Your objective
Edit the lines below by replacing every "innermost point" with "central point" and changing nothing else. Leave the pictures out of your version.

Data entries
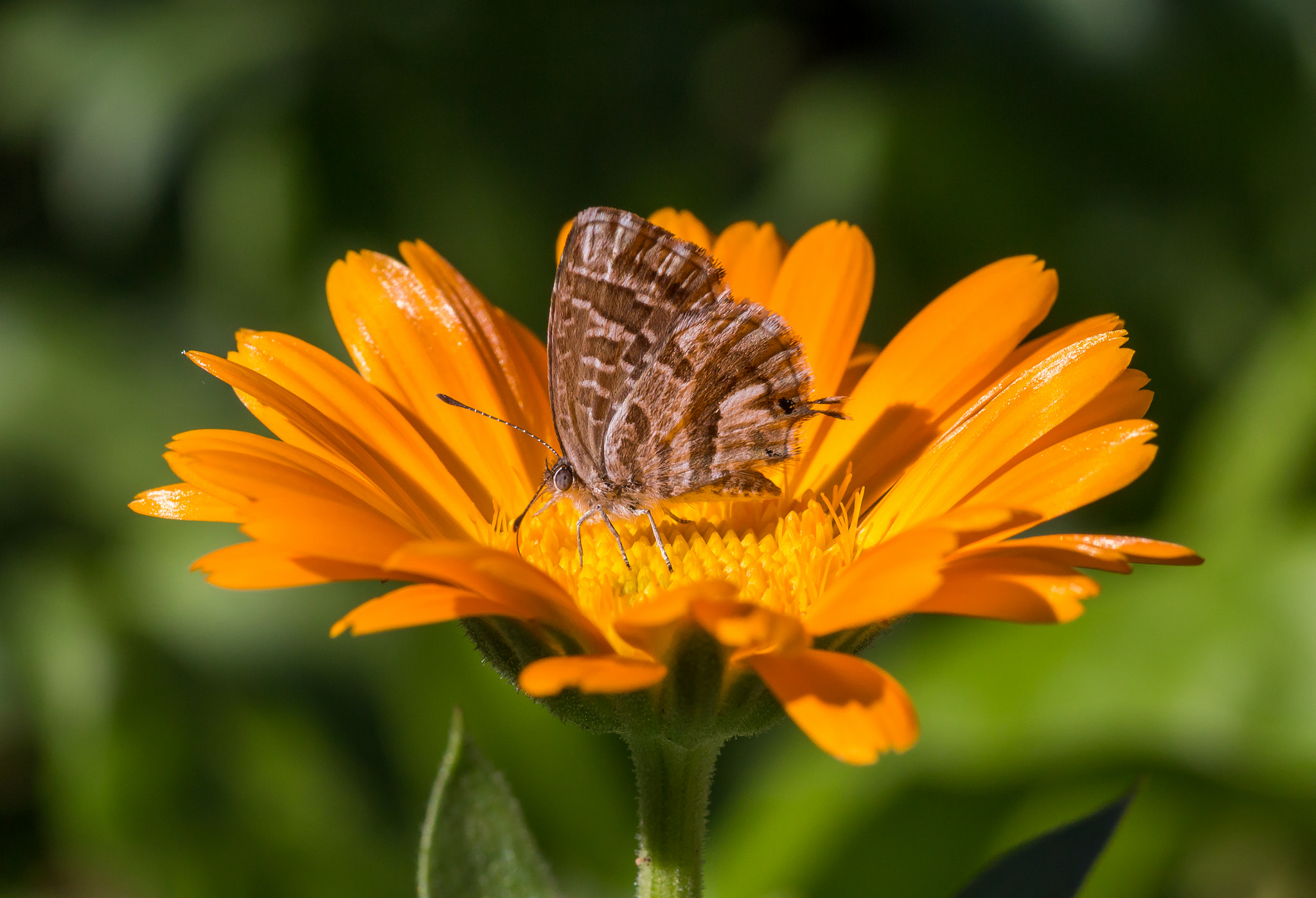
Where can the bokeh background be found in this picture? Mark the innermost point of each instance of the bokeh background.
(174, 170)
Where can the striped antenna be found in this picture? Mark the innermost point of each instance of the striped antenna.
(459, 404)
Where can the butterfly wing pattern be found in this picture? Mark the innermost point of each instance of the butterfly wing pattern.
(662, 385)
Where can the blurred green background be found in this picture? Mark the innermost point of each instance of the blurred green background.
(172, 172)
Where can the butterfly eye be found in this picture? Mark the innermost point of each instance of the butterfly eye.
(562, 480)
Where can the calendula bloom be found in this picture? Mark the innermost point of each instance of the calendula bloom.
(963, 438)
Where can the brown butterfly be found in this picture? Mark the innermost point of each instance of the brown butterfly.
(662, 385)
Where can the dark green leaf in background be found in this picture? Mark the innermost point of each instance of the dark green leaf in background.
(1054, 864)
(474, 843)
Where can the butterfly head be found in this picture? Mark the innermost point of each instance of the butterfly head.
(562, 477)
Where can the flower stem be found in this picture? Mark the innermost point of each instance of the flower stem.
(674, 782)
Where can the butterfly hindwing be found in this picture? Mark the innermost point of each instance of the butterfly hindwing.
(722, 400)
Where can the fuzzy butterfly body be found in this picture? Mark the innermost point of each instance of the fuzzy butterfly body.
(662, 385)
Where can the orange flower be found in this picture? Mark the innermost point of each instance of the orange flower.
(963, 438)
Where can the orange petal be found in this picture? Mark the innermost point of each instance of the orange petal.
(1031, 353)
(345, 398)
(258, 565)
(302, 512)
(415, 606)
(1074, 473)
(183, 502)
(928, 369)
(512, 359)
(590, 673)
(277, 452)
(884, 582)
(684, 226)
(823, 291)
(444, 510)
(562, 240)
(411, 343)
(751, 255)
(851, 709)
(1058, 551)
(981, 444)
(1123, 400)
(1022, 589)
(861, 361)
(501, 577)
(1134, 548)
(650, 626)
(749, 629)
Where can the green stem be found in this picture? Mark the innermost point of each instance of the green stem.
(674, 782)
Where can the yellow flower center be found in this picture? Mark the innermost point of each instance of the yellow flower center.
(777, 552)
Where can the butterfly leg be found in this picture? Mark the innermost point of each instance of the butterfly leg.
(580, 543)
(653, 525)
(616, 536)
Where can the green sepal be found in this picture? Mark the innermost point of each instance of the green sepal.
(474, 843)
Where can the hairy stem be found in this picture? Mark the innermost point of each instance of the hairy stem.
(674, 781)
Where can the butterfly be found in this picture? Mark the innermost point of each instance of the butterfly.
(662, 385)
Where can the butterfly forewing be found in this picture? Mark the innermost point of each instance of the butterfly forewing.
(661, 384)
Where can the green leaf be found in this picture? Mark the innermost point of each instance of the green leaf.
(474, 843)
(1054, 864)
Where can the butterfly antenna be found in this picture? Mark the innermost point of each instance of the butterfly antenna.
(831, 400)
(461, 404)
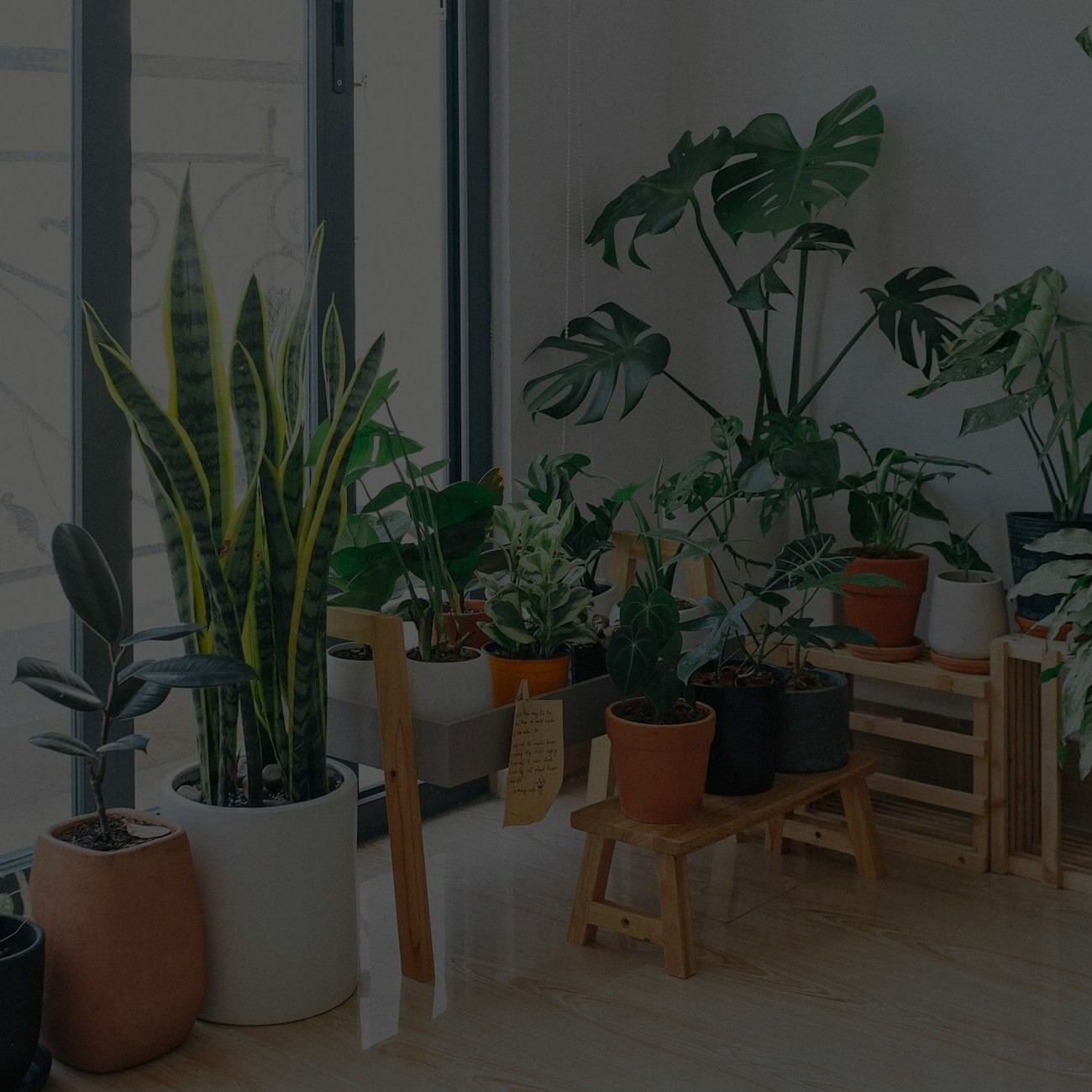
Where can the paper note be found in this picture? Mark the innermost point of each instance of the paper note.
(535, 760)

Result of this exercise
Where can the bokeh background be found in this picture? Mark the central point of each instance of the bokeh background.
(174, 170)
Where can the striped antenna be found in this picture? Mark the central point of each instance of the striped antenna.
(459, 404)
Where can the butterfly wing pattern be found in this picture? Mark the central point of each instance of the butterfly wing pattern.
(662, 385)
Where can the blurred green background be found in this picture? Mark the central point of each instance of the blurred green background.
(172, 172)
Where can the butterfly eye be found in this picture? Mark the central point of each instance of the butterfly eye.
(562, 480)
Where can the calendula bloom be found in this picture? Mark the central point of each instance of the calendula bloom.
(963, 438)
Where can the brown butterfly be found in this picture? Mark the central point of each instance of the brown butterfly.
(662, 385)
Where can the dark green leaf in background be found in this picture? Mark the central point of each instance of the dark green leaf in background.
(1054, 864)
(474, 843)
Where can the butterfly head be found in this picture? Mark the central point of each instance of the butterfly head.
(562, 477)
Where can the flower stem be found in this picture? Mark the central point of each instance of the flower stem.
(674, 782)
Where can the butterfly hindwing be found in this picture? Mark the central point of each instance of the butterfly hindwing.
(722, 400)
Where can the fuzzy butterfly body be found in this picture? Mark the central point of each instance of the fuzzy butterfly body.
(662, 385)
Where can the orange flower be found in this picture? Mark the central point of each instance of the orange flower.
(963, 438)
Where can the orange petal be found in this picture? Mark the central point of each instance of the orange petal.
(1031, 353)
(345, 398)
(258, 565)
(302, 512)
(415, 606)
(1074, 473)
(183, 502)
(928, 369)
(512, 359)
(590, 673)
(277, 452)
(884, 582)
(684, 226)
(823, 291)
(444, 510)
(562, 240)
(411, 343)
(751, 255)
(851, 709)
(1058, 551)
(981, 444)
(1123, 400)
(1022, 589)
(861, 361)
(501, 577)
(1134, 548)
(650, 626)
(749, 629)
Where can the green stem be found in this picture? Mark the central point of each instance of the green stem.
(674, 782)
Where can the yellow flower center be found in this picture? Mark the central point of each instance of the yellow flower center.
(777, 552)
Where can the butterfly leg be found in this picture? Mark the central point of each instance of the butterfly leg.
(580, 543)
(653, 525)
(616, 536)
Where can the green sepal be found in this picture? Mark the central point of each instance of the green sepal.
(474, 843)
Where can the hairy stem be found in this picture? Mark the central point of each instance of the hairy stem.
(674, 781)
Where can the butterfly be found in this picture? Mark the central point of each instance of the butterfly.
(662, 385)
Where can the butterfly forewing be found in this picture? Mark the central point of each instance of the butterfly forewing.
(661, 384)
Where can the green leaf be found in this picture? Mark the central point of each instance of the green leaf.
(474, 843)
(1054, 864)
Where can the butterfly antenna be found in this picture? Mark the central point of each instance of the butterfly antenna.
(831, 400)
(461, 404)
Where can the paper note be found in this picture? Mark the central point of each instance of the paper note.
(535, 760)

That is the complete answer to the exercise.